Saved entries

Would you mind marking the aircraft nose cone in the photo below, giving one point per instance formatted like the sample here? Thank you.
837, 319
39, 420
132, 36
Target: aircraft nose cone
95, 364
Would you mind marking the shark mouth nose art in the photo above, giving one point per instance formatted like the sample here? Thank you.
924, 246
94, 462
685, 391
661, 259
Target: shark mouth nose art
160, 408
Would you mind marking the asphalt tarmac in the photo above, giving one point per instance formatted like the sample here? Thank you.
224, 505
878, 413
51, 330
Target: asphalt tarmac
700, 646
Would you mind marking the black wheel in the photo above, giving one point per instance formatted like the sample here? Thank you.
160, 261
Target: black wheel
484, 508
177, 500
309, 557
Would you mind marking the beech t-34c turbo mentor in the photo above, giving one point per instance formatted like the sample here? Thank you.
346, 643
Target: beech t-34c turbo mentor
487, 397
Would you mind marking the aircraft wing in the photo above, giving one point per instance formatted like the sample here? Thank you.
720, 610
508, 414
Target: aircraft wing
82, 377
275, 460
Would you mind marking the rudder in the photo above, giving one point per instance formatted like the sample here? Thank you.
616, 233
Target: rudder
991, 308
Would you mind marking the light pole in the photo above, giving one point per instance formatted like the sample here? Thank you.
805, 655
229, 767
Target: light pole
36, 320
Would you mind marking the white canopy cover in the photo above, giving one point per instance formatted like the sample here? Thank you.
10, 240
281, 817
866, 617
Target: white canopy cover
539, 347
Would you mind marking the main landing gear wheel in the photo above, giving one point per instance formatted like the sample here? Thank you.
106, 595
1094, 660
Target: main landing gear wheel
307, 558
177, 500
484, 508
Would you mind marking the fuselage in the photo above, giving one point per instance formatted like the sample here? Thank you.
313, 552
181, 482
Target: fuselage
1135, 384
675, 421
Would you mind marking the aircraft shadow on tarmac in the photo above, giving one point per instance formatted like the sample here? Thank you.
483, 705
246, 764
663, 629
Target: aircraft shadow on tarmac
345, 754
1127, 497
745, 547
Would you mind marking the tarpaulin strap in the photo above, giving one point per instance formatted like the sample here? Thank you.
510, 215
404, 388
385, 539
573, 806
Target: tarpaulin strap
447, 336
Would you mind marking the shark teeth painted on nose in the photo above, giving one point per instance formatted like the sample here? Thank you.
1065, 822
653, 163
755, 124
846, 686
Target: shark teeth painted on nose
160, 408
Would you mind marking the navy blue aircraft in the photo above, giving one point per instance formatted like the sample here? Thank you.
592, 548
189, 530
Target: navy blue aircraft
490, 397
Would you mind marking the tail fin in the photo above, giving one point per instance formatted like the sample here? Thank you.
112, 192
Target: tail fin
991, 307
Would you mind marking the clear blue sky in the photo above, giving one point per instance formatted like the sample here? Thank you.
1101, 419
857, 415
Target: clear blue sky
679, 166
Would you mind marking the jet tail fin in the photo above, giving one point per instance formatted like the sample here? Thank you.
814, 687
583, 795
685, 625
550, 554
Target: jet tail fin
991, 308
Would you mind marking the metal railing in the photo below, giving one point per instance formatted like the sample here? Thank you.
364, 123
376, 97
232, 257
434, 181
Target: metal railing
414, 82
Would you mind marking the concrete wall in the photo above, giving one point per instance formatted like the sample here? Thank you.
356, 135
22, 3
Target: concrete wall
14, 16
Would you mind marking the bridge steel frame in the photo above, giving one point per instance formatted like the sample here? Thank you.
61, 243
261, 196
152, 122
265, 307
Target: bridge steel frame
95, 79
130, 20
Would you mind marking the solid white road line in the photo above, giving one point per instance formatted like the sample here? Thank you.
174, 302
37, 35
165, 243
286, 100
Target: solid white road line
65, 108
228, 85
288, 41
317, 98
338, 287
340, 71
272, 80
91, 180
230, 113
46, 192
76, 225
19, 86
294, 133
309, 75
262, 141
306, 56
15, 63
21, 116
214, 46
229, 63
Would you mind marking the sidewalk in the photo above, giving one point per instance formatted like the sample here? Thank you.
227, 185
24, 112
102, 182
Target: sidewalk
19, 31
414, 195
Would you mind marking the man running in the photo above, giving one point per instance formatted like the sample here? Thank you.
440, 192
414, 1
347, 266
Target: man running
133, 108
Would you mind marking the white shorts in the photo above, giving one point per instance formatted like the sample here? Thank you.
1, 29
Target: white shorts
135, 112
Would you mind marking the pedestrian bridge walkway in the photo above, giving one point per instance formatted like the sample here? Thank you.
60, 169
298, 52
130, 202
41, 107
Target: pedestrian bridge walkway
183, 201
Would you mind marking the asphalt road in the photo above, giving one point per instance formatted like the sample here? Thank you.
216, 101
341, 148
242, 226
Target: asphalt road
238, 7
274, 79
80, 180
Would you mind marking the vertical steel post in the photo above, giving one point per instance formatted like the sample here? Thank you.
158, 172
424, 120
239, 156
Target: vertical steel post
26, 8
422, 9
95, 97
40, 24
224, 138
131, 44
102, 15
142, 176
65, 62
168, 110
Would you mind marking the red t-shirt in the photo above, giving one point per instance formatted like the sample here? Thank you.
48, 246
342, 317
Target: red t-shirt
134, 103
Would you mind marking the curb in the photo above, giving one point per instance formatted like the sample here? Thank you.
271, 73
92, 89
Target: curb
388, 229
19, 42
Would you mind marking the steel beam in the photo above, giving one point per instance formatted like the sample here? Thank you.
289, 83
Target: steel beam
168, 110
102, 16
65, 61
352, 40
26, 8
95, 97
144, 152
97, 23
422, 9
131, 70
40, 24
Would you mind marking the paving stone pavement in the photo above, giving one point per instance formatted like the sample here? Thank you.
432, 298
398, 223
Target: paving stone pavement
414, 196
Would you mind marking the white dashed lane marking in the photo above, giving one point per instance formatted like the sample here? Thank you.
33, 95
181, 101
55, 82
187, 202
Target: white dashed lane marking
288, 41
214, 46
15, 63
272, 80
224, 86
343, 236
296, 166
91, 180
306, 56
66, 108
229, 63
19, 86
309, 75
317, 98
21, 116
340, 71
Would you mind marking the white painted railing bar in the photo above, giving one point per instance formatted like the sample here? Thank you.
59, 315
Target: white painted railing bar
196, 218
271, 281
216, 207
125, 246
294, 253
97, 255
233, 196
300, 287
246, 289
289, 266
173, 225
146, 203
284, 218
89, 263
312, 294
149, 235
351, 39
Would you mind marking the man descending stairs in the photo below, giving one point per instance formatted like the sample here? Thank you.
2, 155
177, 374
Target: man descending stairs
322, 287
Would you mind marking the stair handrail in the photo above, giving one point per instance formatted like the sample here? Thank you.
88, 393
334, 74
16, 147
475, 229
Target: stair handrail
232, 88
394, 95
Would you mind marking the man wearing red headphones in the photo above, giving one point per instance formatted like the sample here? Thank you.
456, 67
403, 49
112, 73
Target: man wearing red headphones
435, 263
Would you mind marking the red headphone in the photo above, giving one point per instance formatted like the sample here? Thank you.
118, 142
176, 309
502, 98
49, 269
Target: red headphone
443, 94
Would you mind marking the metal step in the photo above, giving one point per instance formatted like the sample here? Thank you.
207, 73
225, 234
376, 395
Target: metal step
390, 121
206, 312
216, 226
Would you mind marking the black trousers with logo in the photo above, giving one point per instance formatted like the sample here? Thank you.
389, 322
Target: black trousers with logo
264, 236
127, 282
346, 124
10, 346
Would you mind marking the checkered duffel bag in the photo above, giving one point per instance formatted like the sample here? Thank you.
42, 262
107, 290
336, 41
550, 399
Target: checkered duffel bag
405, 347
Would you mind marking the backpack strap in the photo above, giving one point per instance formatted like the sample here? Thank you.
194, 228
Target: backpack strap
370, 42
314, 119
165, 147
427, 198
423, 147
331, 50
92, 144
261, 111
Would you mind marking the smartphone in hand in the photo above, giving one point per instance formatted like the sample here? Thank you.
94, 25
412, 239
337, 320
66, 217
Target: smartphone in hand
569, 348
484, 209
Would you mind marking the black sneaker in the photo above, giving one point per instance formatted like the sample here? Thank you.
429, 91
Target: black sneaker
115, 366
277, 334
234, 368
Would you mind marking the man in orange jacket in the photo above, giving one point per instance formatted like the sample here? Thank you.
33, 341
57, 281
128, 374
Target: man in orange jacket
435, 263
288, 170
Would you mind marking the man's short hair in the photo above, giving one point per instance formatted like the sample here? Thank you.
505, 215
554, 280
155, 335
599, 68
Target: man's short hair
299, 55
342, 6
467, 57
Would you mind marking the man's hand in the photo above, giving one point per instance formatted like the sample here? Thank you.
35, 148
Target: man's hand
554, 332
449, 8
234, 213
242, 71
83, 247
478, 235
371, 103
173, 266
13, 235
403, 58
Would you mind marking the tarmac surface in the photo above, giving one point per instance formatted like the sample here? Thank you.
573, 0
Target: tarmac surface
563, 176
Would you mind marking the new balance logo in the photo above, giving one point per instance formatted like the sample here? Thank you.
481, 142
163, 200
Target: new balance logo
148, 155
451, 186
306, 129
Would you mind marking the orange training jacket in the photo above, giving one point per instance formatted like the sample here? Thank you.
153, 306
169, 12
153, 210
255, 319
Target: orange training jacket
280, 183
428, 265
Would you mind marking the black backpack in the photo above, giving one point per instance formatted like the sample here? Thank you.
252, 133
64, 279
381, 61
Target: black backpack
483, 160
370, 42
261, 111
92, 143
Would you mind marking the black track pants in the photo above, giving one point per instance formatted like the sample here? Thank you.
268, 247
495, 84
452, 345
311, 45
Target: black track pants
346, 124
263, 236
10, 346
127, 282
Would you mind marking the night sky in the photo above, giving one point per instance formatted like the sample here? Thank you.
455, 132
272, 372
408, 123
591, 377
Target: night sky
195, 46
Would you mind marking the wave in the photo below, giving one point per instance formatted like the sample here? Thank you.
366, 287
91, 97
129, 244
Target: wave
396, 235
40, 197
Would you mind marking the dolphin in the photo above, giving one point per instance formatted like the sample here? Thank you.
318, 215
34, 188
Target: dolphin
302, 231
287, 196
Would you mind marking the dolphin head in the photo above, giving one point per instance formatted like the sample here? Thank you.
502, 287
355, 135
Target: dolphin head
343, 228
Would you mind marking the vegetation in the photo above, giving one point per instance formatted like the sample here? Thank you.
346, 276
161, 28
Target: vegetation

- Try it
From the entries above, copy every line that holds the word "below".

- Response for this exercise
Would you mind marking the aircraft nose cone in the photo below, giving one point per instance formatted like the sample here? Thank you.
Would you mind marking the metal railing in the photo below, giving one point per instance formatted like the sample here? Thank you.
Would you mind marking the man descending stairs in the photo below, giving one point per instance formatted like the sample here? Thank you.
Would you mind marking the wave in the photo below, giving one point per instance formatted like the sample here? Thank you.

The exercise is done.